[WORK ORDER A]
In the biography of Blanche Jennings Thompson, how many copies did her first book, Silver Pennies, sell?
[WORK ORDER B]
Please carry on the biography of Blanche Jennings Thompson from its final sentence.

[GIVEN TEXT]
++++++++++++++++++++
American author (1887–1983)

Blanche Jennings Thompson (March 16, 1887 – September 20, 1983) was an American editor, children's author and educator who wrote 32 books; her first, Silver Pennies, was very popular and sold over 350,000 copies.

==Teacher==
Thompson was born in Geneseo, New York. After graduating from Geneseo Normal School in 1908 at age 21, Thompson joined the teaching staff at Benjamin Franklin High School in Rochester, where she eventually became the head of the English Department. She used phonics to teach children how to read, and advocated for more use of copying at school from an early age, calling it an important "minor language skill".

Later in her career, Thompson moved back to Geneseo and joined the teaching staff of her alma mater, the Geneseo Normal School, where she stayed until her retirement. She was also Senior Lecturer In Education and English at University of Rochester.
++++++++++++++++++++
[STORED DATA]
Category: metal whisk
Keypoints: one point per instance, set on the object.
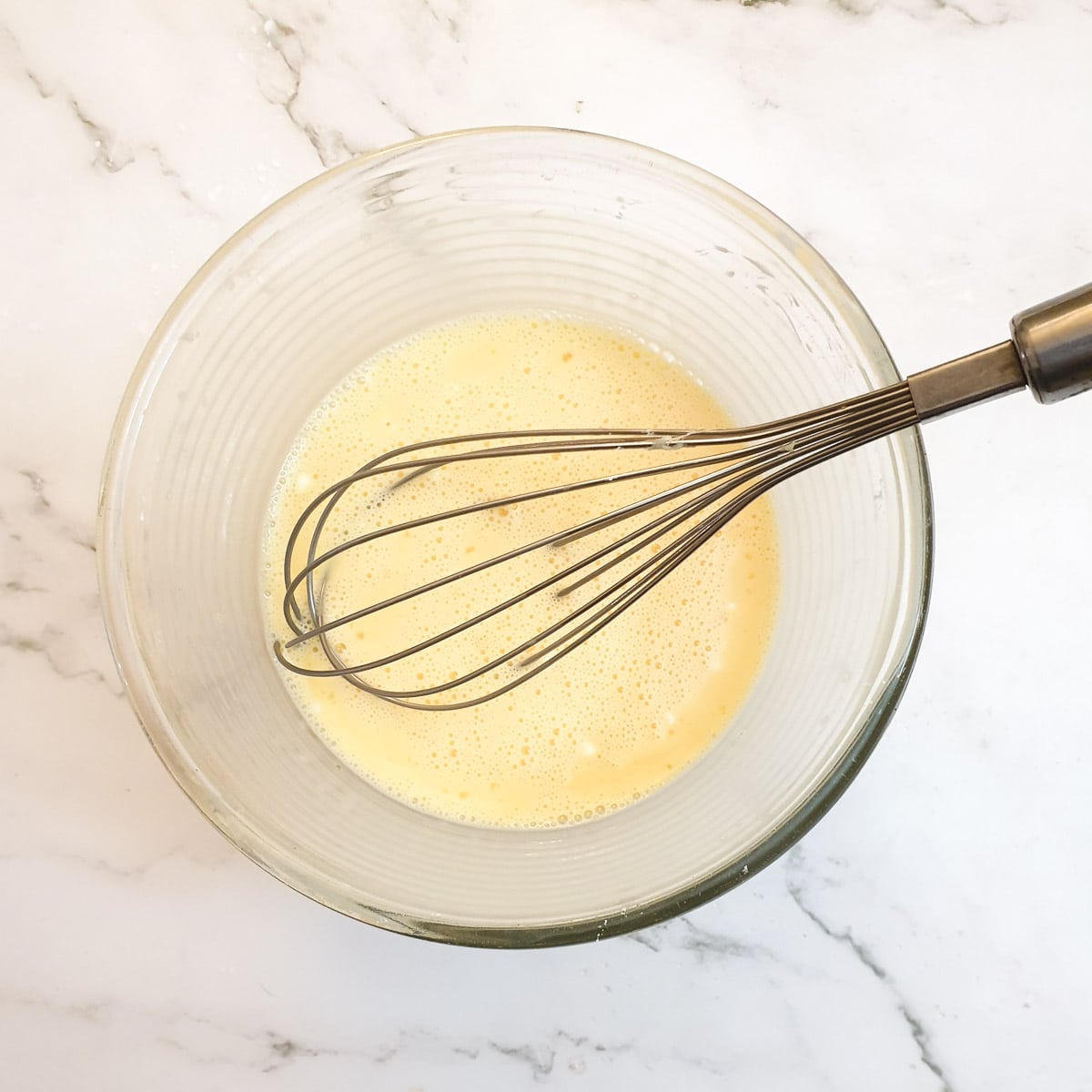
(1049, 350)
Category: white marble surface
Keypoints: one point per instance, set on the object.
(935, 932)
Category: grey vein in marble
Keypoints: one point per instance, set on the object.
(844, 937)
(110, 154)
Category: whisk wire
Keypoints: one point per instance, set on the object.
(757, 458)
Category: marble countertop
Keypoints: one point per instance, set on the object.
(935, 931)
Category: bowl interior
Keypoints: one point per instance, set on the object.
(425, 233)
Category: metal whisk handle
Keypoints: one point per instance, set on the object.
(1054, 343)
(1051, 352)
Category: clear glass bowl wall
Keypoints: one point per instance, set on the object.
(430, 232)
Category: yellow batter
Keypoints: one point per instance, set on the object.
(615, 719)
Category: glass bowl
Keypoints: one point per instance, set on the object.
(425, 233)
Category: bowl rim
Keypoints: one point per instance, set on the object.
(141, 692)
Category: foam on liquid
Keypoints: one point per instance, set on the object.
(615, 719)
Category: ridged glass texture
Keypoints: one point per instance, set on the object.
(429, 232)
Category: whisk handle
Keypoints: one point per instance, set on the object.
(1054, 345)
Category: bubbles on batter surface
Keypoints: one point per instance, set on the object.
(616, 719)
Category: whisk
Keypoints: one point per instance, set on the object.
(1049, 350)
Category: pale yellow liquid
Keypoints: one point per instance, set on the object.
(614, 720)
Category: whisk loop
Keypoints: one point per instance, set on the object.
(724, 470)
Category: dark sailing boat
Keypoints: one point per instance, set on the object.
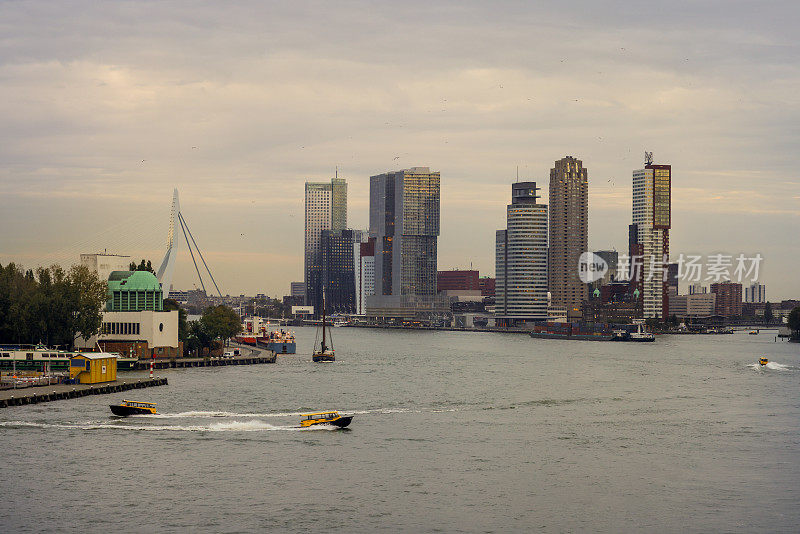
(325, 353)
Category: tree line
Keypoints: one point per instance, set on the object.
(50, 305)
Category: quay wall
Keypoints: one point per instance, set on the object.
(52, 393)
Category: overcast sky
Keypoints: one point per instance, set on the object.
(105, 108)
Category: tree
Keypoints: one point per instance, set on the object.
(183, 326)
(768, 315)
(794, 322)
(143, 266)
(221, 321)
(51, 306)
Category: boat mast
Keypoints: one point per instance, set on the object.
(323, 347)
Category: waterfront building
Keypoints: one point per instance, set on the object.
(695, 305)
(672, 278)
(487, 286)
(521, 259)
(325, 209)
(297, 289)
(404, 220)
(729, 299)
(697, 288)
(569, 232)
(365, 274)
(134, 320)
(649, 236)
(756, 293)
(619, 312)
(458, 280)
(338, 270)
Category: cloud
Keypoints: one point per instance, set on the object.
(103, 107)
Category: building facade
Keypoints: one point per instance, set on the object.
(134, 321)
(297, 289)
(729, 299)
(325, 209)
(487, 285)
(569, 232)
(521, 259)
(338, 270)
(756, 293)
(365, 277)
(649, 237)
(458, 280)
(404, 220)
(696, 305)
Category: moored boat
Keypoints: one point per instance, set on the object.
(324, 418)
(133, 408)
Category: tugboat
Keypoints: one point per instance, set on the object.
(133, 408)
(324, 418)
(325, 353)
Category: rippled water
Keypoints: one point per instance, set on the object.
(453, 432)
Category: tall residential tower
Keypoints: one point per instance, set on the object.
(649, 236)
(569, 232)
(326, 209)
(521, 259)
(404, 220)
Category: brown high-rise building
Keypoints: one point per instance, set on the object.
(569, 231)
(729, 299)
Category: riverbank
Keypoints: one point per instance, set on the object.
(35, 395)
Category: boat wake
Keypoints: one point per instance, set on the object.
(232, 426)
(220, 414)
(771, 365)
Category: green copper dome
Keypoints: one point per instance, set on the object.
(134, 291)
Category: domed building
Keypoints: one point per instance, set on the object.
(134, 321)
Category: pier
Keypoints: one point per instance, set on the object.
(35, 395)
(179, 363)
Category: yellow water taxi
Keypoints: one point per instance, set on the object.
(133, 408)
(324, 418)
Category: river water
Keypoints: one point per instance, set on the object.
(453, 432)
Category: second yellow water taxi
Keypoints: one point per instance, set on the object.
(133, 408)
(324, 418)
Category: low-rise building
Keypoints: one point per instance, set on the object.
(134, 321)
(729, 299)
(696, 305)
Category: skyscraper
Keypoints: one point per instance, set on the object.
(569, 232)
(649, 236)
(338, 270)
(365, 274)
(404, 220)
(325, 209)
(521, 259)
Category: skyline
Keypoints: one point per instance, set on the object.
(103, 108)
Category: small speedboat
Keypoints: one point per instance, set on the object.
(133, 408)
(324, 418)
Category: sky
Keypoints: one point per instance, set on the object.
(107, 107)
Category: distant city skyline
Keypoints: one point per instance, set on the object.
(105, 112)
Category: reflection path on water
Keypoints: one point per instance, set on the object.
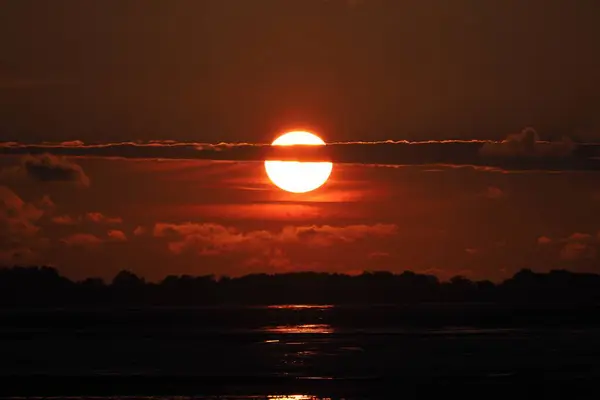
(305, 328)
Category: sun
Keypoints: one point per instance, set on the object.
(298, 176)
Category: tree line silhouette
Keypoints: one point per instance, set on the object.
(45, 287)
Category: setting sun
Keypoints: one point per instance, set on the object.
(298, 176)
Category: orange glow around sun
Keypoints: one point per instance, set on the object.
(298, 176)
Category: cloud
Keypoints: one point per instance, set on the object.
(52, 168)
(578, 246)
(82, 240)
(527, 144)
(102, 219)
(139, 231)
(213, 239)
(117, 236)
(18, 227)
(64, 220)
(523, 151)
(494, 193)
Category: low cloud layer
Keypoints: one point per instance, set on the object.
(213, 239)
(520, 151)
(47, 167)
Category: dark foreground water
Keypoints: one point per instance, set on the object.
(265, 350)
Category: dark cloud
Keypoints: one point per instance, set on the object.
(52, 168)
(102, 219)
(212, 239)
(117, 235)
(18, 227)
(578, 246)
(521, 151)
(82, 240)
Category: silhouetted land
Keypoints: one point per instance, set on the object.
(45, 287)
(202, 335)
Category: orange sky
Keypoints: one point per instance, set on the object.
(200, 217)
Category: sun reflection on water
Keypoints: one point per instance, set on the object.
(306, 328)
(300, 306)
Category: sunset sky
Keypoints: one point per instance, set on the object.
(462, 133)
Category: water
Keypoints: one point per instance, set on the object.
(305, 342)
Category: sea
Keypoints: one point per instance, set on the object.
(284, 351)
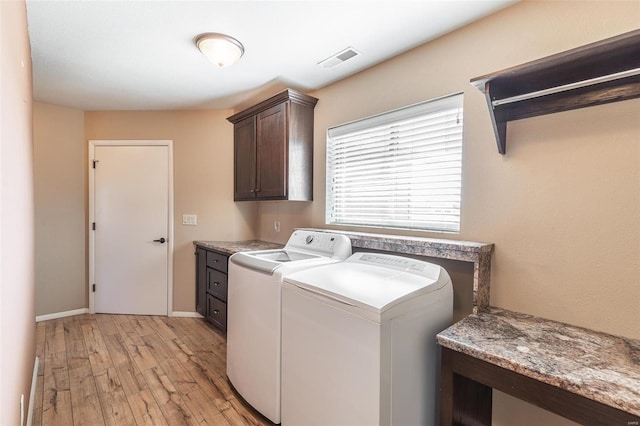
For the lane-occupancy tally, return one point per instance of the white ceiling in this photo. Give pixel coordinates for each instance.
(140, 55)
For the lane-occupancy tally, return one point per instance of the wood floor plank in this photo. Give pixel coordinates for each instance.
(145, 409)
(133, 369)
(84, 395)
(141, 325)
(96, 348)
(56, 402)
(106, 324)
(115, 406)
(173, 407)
++++++++++++++++++++
[ANSWER SPACE A]
Over 350,000 copies.

[ANSWER SPACE B]
==Editor and author==
In the 1920s, Thompson became interested in 20th-century American poets like Sara Teasdale, Robert Frost, Carl Sandburg, Amy Lowell, and Lizette Woodworth Reese. Thompson felt that young children should be exposed to modern poetry from an early age, but the works of these poets were only published in books marketed to adults, and only as whole works, not as excerpts. In 1925, Thompson created a small anthology of poetry for children called Silver Pennies that featured excerpted works of modern poets, with illustrations by Winifred Bromhall. Thompson sold the publishing rights to the MacMillan Company of New York for only $600. The book was an immediate hit, and over the next 40 years, was reprinted 32 times, selling over 350,000 copies. The American Library Association included Silver Pennies on its list of the hundred best children's books.

Thompson started to write her own stories for children, and produced 30 books. She was a devoted Catholic, and some of her books were hagiographies or had religious themes. She also produced a second anthology of poetry, More Silver Pennies (1949).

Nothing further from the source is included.